Convert the material below, everything from the line containing "Exercise. Label the hanging" down to the line containing "(1003, 293)", into a two-column CSV with the headers text and answer, with each row pairing one text with the answer that follows it. Put every field in quotation marks and replace its line breaks with spaces.

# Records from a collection

****************

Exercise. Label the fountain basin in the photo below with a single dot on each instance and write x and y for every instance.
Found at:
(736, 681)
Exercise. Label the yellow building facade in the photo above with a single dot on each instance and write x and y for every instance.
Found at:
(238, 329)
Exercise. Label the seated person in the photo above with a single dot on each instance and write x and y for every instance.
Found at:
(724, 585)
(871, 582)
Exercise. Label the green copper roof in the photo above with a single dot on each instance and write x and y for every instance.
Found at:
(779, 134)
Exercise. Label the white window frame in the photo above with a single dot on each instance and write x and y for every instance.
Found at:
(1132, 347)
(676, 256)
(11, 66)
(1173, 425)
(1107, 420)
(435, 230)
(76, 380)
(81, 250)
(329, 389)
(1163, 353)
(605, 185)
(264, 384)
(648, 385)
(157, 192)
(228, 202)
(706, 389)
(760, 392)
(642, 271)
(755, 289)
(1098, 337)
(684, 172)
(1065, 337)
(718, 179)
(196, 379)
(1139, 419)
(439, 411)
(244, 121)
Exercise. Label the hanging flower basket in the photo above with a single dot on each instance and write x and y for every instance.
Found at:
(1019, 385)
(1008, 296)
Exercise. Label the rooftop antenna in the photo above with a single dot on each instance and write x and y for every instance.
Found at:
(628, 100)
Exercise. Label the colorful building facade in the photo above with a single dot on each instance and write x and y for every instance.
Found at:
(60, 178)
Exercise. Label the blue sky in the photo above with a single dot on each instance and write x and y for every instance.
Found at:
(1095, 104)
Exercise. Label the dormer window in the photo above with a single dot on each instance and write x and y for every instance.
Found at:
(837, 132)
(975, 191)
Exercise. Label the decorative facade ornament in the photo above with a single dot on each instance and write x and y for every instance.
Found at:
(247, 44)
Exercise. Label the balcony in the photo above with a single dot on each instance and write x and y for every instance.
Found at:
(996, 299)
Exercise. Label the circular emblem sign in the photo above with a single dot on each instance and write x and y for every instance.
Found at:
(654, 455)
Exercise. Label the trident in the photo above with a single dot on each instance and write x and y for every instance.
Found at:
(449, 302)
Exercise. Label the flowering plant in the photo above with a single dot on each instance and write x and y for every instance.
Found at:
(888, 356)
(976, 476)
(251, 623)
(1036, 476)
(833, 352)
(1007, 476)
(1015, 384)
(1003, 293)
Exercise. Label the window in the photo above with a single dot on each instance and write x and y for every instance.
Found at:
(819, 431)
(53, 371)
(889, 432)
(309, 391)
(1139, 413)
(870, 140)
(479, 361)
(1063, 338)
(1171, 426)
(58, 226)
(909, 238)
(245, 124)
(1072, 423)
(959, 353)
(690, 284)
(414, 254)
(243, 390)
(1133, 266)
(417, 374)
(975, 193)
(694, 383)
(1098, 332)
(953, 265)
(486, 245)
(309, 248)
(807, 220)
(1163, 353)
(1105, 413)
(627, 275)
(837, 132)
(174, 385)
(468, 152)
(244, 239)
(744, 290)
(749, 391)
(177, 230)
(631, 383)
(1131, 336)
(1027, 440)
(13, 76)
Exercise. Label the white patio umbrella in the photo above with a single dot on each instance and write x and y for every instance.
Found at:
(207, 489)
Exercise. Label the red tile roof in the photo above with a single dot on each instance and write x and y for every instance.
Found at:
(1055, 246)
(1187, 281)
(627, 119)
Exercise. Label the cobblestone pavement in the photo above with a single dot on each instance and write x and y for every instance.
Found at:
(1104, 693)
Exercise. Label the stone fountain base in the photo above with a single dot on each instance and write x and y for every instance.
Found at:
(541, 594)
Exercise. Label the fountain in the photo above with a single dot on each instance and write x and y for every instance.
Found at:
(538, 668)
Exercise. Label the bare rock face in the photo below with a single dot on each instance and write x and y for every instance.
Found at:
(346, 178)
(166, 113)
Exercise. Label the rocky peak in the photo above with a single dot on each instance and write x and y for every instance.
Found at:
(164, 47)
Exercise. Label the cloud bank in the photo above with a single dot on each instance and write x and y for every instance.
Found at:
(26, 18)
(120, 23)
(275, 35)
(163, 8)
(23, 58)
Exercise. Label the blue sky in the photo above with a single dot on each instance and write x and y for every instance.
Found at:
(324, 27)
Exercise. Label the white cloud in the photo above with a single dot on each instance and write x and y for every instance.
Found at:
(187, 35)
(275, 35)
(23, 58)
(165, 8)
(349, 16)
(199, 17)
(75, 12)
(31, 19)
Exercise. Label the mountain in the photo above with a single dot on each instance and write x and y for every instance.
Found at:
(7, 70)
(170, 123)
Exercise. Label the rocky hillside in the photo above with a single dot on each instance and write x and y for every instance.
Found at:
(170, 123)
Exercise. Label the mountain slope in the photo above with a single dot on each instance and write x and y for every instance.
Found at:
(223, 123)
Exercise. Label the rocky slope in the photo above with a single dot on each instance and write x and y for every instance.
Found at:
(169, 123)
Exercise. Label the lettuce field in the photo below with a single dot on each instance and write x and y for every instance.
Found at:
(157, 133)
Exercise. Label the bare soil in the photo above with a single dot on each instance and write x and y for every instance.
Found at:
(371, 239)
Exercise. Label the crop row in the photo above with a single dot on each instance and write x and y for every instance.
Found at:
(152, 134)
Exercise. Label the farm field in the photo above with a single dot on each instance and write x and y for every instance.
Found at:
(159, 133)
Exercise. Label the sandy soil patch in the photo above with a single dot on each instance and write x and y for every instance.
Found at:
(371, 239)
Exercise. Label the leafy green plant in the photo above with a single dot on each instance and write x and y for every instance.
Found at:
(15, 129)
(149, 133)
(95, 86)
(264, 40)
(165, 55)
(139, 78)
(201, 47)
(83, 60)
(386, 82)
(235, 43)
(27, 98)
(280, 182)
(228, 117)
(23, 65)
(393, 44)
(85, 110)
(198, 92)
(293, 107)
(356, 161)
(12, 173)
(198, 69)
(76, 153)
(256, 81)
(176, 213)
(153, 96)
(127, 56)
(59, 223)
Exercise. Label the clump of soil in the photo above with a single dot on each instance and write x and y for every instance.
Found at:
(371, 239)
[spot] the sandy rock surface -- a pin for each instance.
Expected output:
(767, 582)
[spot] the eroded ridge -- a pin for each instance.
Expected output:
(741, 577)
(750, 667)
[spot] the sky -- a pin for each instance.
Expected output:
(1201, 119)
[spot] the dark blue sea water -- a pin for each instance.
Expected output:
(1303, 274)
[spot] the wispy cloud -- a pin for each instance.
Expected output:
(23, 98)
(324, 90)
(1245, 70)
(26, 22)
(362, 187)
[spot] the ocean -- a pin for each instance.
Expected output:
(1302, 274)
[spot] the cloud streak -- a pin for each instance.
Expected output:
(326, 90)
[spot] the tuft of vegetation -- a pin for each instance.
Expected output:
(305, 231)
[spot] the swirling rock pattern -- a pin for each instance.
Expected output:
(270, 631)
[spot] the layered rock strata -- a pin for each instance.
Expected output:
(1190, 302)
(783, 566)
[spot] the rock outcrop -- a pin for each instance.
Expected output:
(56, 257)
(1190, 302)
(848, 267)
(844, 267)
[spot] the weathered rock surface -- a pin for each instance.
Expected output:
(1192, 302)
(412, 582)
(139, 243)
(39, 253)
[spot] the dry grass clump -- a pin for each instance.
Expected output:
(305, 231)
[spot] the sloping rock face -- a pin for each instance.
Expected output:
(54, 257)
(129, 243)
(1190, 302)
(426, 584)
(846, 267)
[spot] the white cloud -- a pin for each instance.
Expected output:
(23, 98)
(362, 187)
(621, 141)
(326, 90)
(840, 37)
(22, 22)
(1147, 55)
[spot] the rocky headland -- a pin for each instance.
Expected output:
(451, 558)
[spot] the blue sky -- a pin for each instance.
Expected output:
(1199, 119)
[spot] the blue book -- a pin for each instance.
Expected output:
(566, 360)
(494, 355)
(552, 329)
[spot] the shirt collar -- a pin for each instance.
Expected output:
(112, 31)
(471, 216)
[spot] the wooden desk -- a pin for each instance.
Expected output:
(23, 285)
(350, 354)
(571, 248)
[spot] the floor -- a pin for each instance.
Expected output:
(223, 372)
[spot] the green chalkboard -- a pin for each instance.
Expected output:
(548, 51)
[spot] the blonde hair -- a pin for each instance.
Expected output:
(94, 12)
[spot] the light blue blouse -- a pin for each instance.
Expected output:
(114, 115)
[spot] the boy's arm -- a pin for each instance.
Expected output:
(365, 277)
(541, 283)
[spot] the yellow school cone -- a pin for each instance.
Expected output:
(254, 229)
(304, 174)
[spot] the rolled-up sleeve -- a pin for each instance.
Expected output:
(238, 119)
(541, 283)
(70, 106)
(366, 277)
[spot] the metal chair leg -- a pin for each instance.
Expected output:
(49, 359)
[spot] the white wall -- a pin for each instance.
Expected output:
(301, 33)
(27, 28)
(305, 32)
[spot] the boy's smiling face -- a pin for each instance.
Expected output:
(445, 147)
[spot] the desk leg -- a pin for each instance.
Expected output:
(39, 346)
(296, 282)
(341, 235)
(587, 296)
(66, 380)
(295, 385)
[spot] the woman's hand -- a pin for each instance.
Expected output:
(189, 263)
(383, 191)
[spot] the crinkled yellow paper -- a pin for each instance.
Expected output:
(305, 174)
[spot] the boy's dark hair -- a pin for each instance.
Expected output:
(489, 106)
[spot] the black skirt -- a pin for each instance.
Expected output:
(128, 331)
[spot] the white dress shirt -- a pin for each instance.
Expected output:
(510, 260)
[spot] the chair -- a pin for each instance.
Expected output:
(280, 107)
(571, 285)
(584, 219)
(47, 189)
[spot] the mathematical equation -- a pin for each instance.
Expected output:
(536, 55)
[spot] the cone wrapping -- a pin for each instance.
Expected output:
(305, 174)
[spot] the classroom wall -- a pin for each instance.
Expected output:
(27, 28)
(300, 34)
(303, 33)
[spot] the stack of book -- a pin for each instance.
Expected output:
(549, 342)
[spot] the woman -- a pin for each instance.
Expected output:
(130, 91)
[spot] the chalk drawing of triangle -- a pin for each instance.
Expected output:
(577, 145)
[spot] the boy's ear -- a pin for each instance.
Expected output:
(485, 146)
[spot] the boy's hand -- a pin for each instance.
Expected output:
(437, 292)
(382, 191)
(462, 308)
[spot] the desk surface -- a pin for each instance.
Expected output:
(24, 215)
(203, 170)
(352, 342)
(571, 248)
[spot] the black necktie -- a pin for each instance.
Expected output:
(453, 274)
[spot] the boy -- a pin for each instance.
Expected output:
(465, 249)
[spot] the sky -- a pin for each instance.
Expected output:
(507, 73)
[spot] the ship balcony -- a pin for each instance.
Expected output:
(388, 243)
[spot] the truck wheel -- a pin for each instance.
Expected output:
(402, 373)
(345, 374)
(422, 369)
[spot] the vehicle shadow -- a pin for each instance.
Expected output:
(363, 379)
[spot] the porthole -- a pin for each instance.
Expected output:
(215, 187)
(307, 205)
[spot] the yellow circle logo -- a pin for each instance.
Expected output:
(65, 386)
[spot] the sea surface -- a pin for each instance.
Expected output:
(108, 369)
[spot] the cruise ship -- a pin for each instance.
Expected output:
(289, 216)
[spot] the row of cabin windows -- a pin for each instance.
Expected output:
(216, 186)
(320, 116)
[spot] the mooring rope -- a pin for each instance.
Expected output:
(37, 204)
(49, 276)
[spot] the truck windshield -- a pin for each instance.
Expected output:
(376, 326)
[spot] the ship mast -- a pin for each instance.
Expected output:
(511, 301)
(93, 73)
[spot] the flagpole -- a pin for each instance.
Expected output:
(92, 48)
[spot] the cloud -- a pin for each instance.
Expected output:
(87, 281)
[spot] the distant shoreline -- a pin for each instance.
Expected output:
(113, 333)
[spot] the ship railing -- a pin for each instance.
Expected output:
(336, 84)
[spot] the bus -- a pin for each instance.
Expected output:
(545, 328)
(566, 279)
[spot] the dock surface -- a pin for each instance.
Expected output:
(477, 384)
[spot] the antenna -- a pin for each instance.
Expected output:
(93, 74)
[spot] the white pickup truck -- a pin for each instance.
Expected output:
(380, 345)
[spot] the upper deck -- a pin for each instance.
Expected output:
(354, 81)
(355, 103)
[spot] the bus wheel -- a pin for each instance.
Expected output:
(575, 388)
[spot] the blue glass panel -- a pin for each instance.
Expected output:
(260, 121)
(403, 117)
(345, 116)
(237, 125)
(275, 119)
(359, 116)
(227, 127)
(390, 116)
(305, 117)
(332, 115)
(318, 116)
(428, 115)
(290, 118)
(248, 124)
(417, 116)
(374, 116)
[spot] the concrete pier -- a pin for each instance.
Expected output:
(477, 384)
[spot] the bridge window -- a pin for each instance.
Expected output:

****************

# RESPONSE
text,answer
"Exercise. Label the hanging flower basket in the photo above with a single dot on each instance and write x and y for every instance. Found at:","(1019, 385) (1008, 296)"
"Exercise. Label the rooftop antenna in the photo above with a single dot on each instance and write x and y for every instance. Found at:","(628, 100)"
"Exercise. Label the colorful building facade in the photo above with a single dot on each instance and write x and y for every instance. Found at:","(60, 178)"
"Exercise. Label the blue sky in the photo above with a single dot on each instance and write x and y for every instance. Found at:","(1095, 104)"
"Exercise. Label the dormer window in the photo above with a single dot on each instance and write x and y for every instance. Found at:","(837, 132) (975, 191)"
"Exercise. Label the decorative facade ornament in the photo above with a single dot on each instance and write x and y for every instance. Found at:","(247, 44)"
"Exercise. Label the balcony in the photo above with a single dot on each instance and write x and y for every instance. Found at:","(996, 299)"
"Exercise. Label the circular emblem sign in the photo above with a single dot on each instance and write x and y for every instance. Found at:","(654, 455)"
"Exercise. Label the trident in the photo above with a single dot on each instance and write x and y for every instance. Found at:","(449, 302)"
"Exercise. Label the flowering plant in the photo above with a single dot on each instance and write x and y for every instance. Found at:","(888, 356) (976, 476) (251, 623) (1036, 476) (833, 352) (1007, 476) (1015, 384) (1003, 293)"